Begin EXTRACT

“IT APPEARS A singular thing,” the journalist wrote, “that so many famous people could have been attracted to this little town up in Maine. . . . But as soon as one arrives at Greenacre and gets to know that wonderful woman, Miss Sarah Farmer, the life and the spirit of the Greenacre movement, wonder vanishes.”
We don’t know this reporter’s name, but he spent a day in Eliot during the second week of August, 1899, recording his impressions in a long news feature printed in the Lewiston Saturday Journal on the twelfth of the month: “Within Greenacre’s Mystic Charm and Calm: The Remarkable Colony of Ideals That Has Been Grafted Upon a Prosaic Maine Country Side.”
He watched a silent crowd under the main tent sit wrapt in meditation. He listened to the actor Joe Jefferson tell stories “like a boy, full of quips and larks and pranks.” And he took a walk with Sarah Farmer, “up the slope of the great hill that lay broad in the blaze of the sun.”
As they looked out over the glint of the distant river from the top of the hill, Miss Farmer spoke:
The foundation of our work here is constructiveness. We have no room for iconoclasts. Those are the only ones we bar. All others are welcome to come and express their views. All are listened to with respect and attention. If they bring us anything that seems good to us we accept it. If there is nothing that appeals to the rest there is no cavil, no supercilious criticism. At least it has harmed no one.

End EXTRACT
Begin DATA LINES

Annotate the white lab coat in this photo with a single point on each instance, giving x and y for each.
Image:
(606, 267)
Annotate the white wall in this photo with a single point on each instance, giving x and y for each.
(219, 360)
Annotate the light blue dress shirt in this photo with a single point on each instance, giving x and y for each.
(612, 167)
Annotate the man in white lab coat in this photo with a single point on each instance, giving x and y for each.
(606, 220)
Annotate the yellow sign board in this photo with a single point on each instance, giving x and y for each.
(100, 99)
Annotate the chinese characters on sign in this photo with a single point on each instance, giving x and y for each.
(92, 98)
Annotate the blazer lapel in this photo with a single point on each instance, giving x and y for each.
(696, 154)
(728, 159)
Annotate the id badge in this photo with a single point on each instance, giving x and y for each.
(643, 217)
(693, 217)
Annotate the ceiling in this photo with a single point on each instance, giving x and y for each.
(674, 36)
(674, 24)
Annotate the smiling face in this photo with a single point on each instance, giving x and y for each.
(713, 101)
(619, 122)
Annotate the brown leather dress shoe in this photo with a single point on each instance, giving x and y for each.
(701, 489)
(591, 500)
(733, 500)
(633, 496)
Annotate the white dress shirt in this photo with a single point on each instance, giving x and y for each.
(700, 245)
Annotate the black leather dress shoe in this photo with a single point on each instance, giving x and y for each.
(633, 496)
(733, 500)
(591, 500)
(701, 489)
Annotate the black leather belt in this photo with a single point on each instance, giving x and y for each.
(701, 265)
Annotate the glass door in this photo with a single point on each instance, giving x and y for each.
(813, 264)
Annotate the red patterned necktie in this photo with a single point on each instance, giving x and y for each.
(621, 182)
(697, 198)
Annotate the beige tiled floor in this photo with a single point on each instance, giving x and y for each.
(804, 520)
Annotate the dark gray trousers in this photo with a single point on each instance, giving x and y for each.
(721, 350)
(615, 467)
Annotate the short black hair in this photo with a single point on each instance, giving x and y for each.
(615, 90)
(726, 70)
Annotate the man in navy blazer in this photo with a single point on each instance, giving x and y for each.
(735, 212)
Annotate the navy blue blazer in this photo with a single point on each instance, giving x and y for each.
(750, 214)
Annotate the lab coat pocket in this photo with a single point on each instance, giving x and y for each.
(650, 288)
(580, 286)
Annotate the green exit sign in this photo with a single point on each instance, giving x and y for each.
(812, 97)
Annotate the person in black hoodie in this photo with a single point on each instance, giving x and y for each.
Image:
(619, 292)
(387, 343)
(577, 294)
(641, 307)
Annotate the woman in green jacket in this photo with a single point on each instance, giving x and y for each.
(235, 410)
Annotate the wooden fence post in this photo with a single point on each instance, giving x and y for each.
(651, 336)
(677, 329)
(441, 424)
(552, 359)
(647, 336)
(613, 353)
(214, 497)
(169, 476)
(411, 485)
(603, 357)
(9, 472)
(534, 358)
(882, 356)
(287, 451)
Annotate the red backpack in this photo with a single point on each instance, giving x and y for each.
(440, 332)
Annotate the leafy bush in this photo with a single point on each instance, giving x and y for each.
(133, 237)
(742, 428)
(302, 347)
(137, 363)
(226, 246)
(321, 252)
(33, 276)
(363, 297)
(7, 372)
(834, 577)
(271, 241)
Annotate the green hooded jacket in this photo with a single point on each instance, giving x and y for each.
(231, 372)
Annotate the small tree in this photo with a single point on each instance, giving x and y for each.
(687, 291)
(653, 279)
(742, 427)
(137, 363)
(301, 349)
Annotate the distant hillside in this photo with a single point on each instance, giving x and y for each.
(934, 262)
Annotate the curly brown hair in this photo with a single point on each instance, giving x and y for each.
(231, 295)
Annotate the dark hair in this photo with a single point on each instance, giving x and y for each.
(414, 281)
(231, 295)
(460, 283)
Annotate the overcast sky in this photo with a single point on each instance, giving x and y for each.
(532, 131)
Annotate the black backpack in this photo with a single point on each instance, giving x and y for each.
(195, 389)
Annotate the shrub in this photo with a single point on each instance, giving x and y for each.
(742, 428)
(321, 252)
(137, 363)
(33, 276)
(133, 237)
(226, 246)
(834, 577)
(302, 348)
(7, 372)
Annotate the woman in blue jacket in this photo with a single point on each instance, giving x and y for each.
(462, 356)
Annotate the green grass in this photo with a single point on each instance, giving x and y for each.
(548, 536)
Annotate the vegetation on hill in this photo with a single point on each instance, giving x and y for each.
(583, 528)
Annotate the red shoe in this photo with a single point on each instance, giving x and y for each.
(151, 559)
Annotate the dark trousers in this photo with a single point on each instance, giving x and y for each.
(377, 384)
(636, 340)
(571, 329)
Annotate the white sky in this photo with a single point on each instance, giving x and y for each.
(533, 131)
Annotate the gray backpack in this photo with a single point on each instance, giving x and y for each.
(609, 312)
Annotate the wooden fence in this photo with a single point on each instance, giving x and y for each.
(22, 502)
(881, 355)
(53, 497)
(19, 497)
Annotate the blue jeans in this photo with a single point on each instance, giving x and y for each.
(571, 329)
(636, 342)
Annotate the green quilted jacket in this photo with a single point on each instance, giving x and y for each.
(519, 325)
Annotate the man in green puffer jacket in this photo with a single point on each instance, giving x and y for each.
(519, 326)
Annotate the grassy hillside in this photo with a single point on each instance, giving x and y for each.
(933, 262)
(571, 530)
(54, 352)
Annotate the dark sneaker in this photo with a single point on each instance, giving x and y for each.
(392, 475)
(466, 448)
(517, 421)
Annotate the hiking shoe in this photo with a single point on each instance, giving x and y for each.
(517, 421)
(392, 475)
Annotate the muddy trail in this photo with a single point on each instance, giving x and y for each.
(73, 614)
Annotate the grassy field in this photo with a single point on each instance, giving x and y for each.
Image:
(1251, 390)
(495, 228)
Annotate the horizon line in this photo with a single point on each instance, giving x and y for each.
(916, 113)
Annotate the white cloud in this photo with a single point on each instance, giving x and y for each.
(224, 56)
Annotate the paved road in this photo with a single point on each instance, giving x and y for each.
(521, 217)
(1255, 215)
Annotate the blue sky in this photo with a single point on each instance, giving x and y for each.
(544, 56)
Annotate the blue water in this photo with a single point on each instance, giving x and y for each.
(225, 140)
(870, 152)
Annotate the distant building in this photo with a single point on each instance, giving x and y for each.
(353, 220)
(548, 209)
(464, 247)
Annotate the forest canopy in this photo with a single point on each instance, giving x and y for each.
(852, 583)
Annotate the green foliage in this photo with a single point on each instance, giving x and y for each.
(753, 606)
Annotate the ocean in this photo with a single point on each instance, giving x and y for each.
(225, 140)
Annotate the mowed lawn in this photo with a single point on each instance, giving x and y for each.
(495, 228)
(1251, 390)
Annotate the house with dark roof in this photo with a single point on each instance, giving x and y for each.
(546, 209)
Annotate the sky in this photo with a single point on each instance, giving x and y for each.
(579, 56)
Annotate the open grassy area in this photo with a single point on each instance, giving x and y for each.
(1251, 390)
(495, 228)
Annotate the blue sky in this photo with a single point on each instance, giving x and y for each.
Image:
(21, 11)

End DATA LINES

= WHAT THE TASK REQUIRES =
Copy out the Greenacre text above, word for word, from beginning to end.

= RESPONSE =
“IT APPEARS A singular thing,” the journalist wrote, “that so many famous people could have been attracted to this little town up in Maine. . . . But as soon as one arrives at Greenacre and gets to know that wonderful woman, Miss Sarah Farmer, the life and the spirit of the Greenacre movement, wonder vanishes.”
We don’t know this reporter’s name, but he spent a day in Eliot during the second week of August, 1899, recording his impressions in a long news feature printed in the Lewiston Saturday Journal on the twelfth of the month: “Within Greenacre’s Mystic Charm and Calm: The Remarkable Colony of Ideals That Has Been Grafted Upon a Prosaic Maine Country Side.”
He watched a silent crowd under the main tent sit wrapt in meditation. He listened to the actor Joe Jefferson tell stories “like a boy, full of quips and larks and pranks.” And he took a walk with Sarah Farmer, “up the slope of the great hill that lay broad in the blaze of the sun.”
As they looked out over the glint of the distant river from the top of the hill, Miss Farmer spoke:
The foundation of our work here is constructiveness. We have no room for iconoclasts. Those are the only ones we bar. All others are welcome to come and express their views. All are listened to with respect and attention. If they bring us anything that seems good to us we accept it. If there is nothing that appeals to the rest there is no cavil, no supercilious criticism. At least it has harmed no one.